[Dataset excerpt]
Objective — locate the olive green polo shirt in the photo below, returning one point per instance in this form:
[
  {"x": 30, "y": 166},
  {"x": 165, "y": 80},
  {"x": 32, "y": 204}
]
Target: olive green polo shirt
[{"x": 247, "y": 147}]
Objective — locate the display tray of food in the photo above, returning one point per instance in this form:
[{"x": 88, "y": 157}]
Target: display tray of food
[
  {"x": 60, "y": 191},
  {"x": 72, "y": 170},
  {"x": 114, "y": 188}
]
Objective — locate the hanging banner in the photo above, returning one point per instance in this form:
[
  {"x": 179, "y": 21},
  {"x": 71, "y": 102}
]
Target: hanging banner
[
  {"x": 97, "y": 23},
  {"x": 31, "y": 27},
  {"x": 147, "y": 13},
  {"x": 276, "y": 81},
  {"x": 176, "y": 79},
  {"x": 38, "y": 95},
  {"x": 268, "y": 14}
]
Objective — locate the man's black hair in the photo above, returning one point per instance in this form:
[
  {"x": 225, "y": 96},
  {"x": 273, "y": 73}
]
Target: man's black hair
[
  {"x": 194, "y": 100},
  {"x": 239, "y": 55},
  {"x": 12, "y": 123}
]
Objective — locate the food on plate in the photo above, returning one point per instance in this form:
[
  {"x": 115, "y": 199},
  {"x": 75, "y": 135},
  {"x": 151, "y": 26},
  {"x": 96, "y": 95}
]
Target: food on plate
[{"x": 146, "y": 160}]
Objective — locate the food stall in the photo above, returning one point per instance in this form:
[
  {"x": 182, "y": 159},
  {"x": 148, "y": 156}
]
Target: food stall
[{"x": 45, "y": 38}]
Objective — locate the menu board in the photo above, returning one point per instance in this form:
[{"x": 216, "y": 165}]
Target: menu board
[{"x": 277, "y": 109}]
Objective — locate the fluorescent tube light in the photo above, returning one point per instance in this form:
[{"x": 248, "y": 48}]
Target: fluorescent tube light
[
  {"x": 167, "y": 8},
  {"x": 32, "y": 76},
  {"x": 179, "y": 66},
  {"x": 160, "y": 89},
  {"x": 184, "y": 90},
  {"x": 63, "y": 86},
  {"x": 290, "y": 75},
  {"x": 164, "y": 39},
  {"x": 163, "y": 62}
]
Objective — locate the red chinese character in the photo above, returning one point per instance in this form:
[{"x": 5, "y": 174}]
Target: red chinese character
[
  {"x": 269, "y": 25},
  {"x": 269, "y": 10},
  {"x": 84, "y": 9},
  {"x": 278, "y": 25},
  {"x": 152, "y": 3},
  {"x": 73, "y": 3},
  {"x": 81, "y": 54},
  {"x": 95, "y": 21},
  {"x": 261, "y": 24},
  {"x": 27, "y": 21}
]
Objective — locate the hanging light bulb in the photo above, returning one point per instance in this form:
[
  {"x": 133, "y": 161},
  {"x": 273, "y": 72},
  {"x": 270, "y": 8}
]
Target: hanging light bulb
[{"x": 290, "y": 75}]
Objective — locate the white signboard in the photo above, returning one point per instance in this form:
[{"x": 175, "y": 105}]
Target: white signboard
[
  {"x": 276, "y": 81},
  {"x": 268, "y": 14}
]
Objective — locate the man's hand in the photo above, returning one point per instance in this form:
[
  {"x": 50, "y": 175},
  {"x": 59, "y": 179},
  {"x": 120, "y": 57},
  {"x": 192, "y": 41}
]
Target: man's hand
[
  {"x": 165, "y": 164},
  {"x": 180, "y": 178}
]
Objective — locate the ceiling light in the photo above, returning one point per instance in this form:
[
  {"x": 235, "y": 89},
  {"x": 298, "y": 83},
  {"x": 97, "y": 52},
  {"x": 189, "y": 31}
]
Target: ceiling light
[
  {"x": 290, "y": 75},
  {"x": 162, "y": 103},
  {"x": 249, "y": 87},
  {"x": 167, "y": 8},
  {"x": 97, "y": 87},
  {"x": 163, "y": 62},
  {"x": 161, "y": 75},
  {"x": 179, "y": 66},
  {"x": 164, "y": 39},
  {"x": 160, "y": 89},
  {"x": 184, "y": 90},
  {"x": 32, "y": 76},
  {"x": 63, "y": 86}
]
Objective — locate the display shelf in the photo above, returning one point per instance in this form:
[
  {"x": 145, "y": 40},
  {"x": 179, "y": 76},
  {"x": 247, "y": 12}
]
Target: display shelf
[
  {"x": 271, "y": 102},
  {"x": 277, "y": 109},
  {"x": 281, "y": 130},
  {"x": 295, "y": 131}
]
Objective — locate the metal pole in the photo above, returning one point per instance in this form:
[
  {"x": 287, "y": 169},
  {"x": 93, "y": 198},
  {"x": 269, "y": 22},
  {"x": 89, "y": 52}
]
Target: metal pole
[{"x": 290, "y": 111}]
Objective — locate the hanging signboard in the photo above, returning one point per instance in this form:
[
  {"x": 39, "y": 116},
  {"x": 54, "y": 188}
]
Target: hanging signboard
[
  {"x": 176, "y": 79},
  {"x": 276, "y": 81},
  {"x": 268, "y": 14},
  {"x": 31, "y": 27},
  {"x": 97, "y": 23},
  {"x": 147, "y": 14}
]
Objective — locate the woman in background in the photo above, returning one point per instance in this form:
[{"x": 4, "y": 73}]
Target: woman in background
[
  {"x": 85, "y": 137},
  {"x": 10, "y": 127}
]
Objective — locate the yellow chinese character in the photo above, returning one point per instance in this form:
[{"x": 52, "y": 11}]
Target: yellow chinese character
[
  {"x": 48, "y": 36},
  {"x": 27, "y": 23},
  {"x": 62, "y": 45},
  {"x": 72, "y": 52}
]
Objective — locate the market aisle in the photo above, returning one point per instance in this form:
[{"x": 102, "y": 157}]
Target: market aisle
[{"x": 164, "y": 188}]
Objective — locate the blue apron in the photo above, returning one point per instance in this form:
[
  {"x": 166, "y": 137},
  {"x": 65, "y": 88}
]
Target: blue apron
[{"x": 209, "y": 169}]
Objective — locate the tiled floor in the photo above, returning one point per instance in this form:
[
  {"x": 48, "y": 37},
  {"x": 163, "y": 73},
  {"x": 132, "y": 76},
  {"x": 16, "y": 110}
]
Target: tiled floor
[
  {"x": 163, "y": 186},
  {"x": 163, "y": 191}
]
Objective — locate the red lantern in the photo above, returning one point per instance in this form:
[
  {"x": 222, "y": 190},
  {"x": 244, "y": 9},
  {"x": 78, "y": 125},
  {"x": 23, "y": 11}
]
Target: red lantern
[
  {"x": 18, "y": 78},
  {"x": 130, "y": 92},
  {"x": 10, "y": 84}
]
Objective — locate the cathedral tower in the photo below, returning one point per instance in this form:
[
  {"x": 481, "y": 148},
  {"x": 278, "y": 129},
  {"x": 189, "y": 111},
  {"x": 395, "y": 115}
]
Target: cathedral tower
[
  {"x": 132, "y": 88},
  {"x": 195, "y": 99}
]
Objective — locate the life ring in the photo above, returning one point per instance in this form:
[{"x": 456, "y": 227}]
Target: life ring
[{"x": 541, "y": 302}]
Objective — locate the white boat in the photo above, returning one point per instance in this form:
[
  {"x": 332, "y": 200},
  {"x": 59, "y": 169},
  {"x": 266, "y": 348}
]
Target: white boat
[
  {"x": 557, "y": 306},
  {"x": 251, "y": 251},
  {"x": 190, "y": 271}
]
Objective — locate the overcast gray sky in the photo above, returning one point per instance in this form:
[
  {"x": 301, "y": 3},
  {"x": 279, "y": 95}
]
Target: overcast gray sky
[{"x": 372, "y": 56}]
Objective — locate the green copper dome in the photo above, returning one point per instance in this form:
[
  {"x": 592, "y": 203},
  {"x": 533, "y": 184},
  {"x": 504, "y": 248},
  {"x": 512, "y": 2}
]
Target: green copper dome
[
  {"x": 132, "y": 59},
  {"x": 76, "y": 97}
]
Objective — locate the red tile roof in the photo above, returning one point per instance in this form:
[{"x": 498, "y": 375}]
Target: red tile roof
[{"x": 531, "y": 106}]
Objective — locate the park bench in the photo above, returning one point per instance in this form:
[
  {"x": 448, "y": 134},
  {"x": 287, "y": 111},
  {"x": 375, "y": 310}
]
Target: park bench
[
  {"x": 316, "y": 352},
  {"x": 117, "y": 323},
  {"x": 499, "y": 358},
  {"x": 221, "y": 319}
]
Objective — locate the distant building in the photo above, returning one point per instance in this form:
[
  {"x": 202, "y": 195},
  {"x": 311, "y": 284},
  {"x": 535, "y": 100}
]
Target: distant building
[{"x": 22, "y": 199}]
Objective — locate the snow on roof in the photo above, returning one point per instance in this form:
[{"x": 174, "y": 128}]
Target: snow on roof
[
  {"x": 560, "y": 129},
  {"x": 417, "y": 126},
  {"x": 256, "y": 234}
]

» SET TASK
Return only the lines running from the line with "Objective — locate the distant" to the last line of the records, both included, exactly as written.

» REPLY
Objective — locate the distant building in the photo above, returning one point per instance in this form:
[
  {"x": 202, "y": 195},
  {"x": 311, "y": 284},
  {"x": 535, "y": 100}
]
Target: distant building
[{"x": 22, "y": 199}]
Objective — locate the snow on roof in the photo above, returning one point per instance in this form:
[{"x": 174, "y": 128}]
Target: snow on roof
[
  {"x": 560, "y": 129},
  {"x": 417, "y": 126},
  {"x": 256, "y": 234}
]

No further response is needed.